━━━ Excerpted text
Show HN: “HTTP 419 Never Gonna Give You Up” for bots

gnyman · on Oct 28, 2021

I definitely agree bots are underserved, I have a few things I do to keep them entertained, ssh bots are tar-pitted to keep them connected but busy, my hope is that I occupy at least one thread of not the whole process.

For wp-login bots I serve them a nice chunk of random (generated by a fuzzer) html in the hopes that 1. It wastes abit of their bandwidth/memory and 2. it crashes their parser

In reality I guess bots nowadays are sturdy enough to not get stuck or crash but who knows, feels good to do something :-)

Tarpit instructions https://nyman.re/super-simple-ssh-tarpit/

Wp-login page https://twitter.com/gnyman/status/1181652421841436672?s=20

And I remembered another nice trick which someone else came up with, zip bomb the bots :-)

https://blog.haschek.at/2017/how-to-defend-your-website-with...

SCHiM · on Oct 28, 2021

Although I think bots should be free to access the same content as humans do, I have a suggestion for your fuzzer anti-bot-spray:

It won't work on the more sturdy samples, but maybe try a GZIP bomb on https streams: https://www.infosecmatter.com/metasploit-module-library/?mm=...

rascul · on Oct 29, 2021

Could there be legal repercussions for doing this?

theshrike79 · on Oct 29, 2021

It's your server and someone is accessing it. It's up to you what you serve them.

If you want to be clear, you can put the gzip bomb behind a link that says "do not click, gzip bomb". The bot won't know the difference.
━━━━━━
━━━ Records shown
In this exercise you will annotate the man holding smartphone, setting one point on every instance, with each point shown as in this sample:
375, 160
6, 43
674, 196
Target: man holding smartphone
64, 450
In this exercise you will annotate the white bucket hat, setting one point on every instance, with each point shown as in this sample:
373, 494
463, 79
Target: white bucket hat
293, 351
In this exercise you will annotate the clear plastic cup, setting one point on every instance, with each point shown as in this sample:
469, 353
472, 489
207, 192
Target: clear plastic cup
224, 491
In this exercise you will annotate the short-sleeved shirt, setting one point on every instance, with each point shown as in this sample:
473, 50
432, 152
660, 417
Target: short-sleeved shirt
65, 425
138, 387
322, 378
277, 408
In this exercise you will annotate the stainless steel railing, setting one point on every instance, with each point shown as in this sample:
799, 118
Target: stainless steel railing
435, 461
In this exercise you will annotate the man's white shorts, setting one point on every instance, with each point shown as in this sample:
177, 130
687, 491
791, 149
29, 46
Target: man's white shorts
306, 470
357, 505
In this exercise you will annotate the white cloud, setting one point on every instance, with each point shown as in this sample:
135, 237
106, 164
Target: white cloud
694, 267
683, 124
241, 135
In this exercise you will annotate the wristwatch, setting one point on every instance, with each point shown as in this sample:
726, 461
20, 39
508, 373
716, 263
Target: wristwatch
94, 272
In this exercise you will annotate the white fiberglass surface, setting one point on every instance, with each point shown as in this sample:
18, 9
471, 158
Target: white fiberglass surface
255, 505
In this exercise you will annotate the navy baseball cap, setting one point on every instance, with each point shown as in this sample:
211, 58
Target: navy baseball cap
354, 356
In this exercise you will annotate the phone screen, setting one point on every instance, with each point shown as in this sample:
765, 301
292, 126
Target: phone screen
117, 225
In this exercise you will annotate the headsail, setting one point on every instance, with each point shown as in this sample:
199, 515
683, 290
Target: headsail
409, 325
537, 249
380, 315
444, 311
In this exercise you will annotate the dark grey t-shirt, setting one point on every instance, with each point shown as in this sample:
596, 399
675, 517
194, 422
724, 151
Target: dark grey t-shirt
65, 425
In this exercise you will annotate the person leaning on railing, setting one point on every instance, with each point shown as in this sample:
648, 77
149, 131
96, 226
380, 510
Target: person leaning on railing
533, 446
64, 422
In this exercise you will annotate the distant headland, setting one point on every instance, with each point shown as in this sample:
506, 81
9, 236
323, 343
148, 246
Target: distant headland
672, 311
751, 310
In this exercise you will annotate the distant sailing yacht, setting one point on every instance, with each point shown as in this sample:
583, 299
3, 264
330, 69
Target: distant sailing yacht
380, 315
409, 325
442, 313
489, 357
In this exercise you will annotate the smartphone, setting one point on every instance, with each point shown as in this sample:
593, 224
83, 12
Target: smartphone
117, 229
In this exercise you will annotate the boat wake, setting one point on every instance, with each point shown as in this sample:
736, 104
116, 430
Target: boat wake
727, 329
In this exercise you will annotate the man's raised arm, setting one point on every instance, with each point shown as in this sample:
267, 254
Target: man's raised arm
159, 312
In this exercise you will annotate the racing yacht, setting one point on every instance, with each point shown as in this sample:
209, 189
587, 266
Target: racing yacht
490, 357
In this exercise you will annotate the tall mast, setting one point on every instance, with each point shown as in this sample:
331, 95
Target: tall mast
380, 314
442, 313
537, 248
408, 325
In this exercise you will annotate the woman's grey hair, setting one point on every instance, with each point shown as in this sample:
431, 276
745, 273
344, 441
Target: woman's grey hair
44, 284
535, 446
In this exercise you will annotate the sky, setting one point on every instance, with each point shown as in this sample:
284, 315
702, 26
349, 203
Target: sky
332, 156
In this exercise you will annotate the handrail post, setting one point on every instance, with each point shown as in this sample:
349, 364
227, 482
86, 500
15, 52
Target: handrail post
━━━━━━
(Required tasks)
a - Duplicate a passage from the bot-trap thread word for word, beginning at the words "Although I think" and stopping after "you serve them.".
b - Answer the following questions using the bot-trap thread.
(i) What does gnyman do to ssh bots to keep them connected but busy?
(ii) What does gnyman serve to wp-login bots?
(iii) What wording does theshrike79 suggest for the link placed in front of the gzip bomb?

(Exercise responses)
a -
Although I think bots should be free to access the same content as humans do, I have a suggestion for your fuzzer anti-bot-spray:

It won't work on the more sturdy samples, but maybe try a GZIP bomb on https streams: https://www.infosecmatter.com/metasploit-module-library/?mm=...

rascul · on Oct 29, 2021

Could there be legal repercussions for doing this?

theshrike79 · on Oct 29, 2021

It's your server and someone is accessing it. It's up to you what you serve them.

b -
(i) They are tar-pitted.
(ii) A chunk of random HTML generated by a fuzzer.
(iii) "do not click, gzip bomb"